The Water Infrastructure Challenge

Americans take for granted safe drinking water and clean wastewater, and no one would deny that we all deserve this sense of comfort. The current condition of the nation's drinking water and wastewater infrastructure, however, demands our immediate attention. Without decisively addressing water infrastructure funding, we cannot continue to take these essential services for granted. The challenges we face are aging treatment plants and failing systems of pipes that are essential to drinking water and wastewater quality and provide basic protection of human health and environmental protections. Absent resolute federal action, the nation will ultimately face a crisis akin to, but of greater consequence than, the energy debacle that President George W. Bush and the 107th Congress are currently confronting.

Both the energy and water infrastructure systems supply vital commodities to the nation's citizenry; however, there is no simple alternative to a clean and safe water supply. As the citizens of California found out during the past several months, the U.S. waited too long to formulate a decisive energy strategy. The country can ill-afford a similar delay in federal action for our water and wastewater infrastructure.

Absent resolute federal action, the nation will ultimately face a crisis akin to, but of greater consequence than, the energy debacle.

At the heart of the problem is a crumbling system of drinking water and sewage pipes and aging treatment plants, much of which was built in the early 1900s and some dating as far back as the 1800s. These pipes are the national equivalent to a person's heart and lungs. They are literally disintegrating from age and use, or like arteries, are clogged to the point of rupture. The nation's wastewater and drinking water systems are old, tired and lacking the necessary upgrades to continue to provide clean and safe water to citizens and businesses across the country.

The nation's core environmental and public health protections are in jeopardy, in part, because the federal contribution to water infrastructure programs has fallen dramatically during the past 15 years. Insufficient funds to repair, replace, and upgrade treatment facilities and their delivery systems are making it increasingly difficult to ensure that disease-carrying bacteria and dangerous toxins are fully extracted from our drinking water and that the effluent we return to our rivers, streams and lakes meets national water quality standards. Simply put, without significant increases in federal funding for water infrastructure repair and replacement, these facilities will soon reach the end of their useful lives.

In addition to the most basic of public health protections, America's drinking water and wastewater systems create direct economic value across nearly every sector of the economy and every region of the country. America's drinking water and wastewater systems contribute directly to the productivity of our workforce and help ensure continuous growth in the gross domestic product (GDP).

Despite the benefits, there is a disturbing shortfall in the level of investment needed to maintain and make necessary upgrades to these systems. The level of investment necessary to close the funding gap is unprecedented. An April 2000 report of the Water Infrastructure Network (WIN), a broad-based coalition of local elected officials, drinking water and wastewater service providers, state environmental and health administrators, engineers and environmentalists seeking to protect the health and environmental gains of America's drinking water and wastewater, estimates that our water and wastewater systems face a predicted funding gap of $23 billion a year between current investments in infrastructure and the investments that will be needed annually over the next 20 years to replace aging and failing pipes and meet mandates of the Clean Water Act and Safe Drinking Water Act. WIN's second report, Water Infrastructure NOW: Recommendations for Clean and Safe Water in the 21st Century, makes it clear that the investment we have made in our water infrastructure is of great value to many industries, and includes $50 billion a year in water-based recreation products, $300 billion a year in coastal tourism, $45 billion a year in commercial fishing, and hundreds of billions of dollars in basic manufacturing.

▸ Saved entries:

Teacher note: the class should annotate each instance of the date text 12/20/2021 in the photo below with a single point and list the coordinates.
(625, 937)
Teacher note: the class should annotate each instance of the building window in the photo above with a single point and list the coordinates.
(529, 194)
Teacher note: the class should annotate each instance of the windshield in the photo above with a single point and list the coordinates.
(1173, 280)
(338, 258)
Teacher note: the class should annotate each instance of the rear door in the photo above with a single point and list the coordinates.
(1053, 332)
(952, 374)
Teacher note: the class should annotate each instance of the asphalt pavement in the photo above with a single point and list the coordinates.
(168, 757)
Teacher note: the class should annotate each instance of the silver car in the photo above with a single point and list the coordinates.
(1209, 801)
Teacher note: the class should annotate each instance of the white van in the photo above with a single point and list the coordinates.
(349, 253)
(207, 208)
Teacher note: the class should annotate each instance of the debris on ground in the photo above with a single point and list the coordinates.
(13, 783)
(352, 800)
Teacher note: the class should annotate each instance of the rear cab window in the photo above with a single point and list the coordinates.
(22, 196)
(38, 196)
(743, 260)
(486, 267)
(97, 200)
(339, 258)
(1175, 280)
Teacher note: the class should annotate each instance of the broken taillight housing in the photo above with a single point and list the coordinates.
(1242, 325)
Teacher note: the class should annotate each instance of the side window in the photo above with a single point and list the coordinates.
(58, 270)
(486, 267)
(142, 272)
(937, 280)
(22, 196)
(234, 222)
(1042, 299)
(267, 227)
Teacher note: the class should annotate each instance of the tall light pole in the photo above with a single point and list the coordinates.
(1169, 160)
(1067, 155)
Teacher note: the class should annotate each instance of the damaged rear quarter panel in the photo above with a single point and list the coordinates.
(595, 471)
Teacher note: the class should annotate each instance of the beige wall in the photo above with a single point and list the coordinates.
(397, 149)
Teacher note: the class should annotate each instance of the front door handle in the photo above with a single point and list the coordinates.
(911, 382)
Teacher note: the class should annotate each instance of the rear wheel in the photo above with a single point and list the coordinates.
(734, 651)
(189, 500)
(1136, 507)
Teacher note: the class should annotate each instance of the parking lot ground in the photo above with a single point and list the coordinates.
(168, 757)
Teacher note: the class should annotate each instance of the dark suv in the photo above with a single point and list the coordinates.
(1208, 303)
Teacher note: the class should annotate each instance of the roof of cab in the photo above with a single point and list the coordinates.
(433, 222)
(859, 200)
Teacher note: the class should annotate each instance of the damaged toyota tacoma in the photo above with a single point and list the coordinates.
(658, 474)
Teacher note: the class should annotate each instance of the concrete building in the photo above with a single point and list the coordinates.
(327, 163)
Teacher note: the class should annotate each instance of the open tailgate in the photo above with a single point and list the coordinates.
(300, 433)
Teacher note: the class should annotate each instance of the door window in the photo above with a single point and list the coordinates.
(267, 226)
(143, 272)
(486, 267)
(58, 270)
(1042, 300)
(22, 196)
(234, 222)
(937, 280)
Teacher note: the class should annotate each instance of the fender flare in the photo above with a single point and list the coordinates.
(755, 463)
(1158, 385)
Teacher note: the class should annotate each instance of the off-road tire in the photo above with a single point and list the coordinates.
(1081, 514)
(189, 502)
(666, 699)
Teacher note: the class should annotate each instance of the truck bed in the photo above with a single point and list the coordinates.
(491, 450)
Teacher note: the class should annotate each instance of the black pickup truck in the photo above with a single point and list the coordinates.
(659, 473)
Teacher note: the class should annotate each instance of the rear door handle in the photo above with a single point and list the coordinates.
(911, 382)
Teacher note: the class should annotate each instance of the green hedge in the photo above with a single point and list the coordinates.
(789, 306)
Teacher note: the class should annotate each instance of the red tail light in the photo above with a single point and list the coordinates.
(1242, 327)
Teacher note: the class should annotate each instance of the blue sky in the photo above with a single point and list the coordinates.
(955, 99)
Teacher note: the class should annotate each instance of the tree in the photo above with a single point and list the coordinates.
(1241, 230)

▸ Exercise instructions:
- a) Summarize the text on water infrastructure in two sentences.
- b) Transcribe the stretch of the text on water infrastructure from "Americans take for" through "are currently confronting.".
- c) Answer these questions from the text on water infrastructure:
(i) The citizens of which state found out that the U.S. waited too long to formulate a decisive energy strategy?
(ii) What is the title of WIN's second report?
(iii) How much a year does the investment in water infrastructure include for coastal tourism?

▸ Answers by task:
- a) The nation's drinking water and wastewater systems, much of them built in the early 1900s and some as far back as the 1800s, are aging and failing, while the federal contribution to water infrastructure programs has fallen dramatically over the past 15 years. An April 2000 Water Infrastructure Network report estimates a funding gap of $23 billion a year over the next 20 years, and the text warns that without resolute federal action the nation will face a crisis of greater consequence than the energy debacle.

- b)
Americans take for granted safe drinking water and clean wastewater, and no one would deny that we all deserve this sense of comfort. The current condition of the nation's drinking water and wastewater infrastructure, however, demands our immediate attention. Without decisively addressing water infrastructure funding, we cannot continue to take these essential services for granted. The challenges we face are aging treatment plants and failing systems of pipes that are essential to drinking water and wastewater quality and provide basic protection of human health and environmental protections. Absent resolute federal action, the nation will ultimately face a crisis akin to, but of greater consequence than, the energy debacle that President George W. Bush and the 107th Congress are currently confronting.

- c)
(i) California
(ii) Water Infrastructure NOW: Recommendations for Clean and Safe Water in the 21st Century
(iii) $300 billion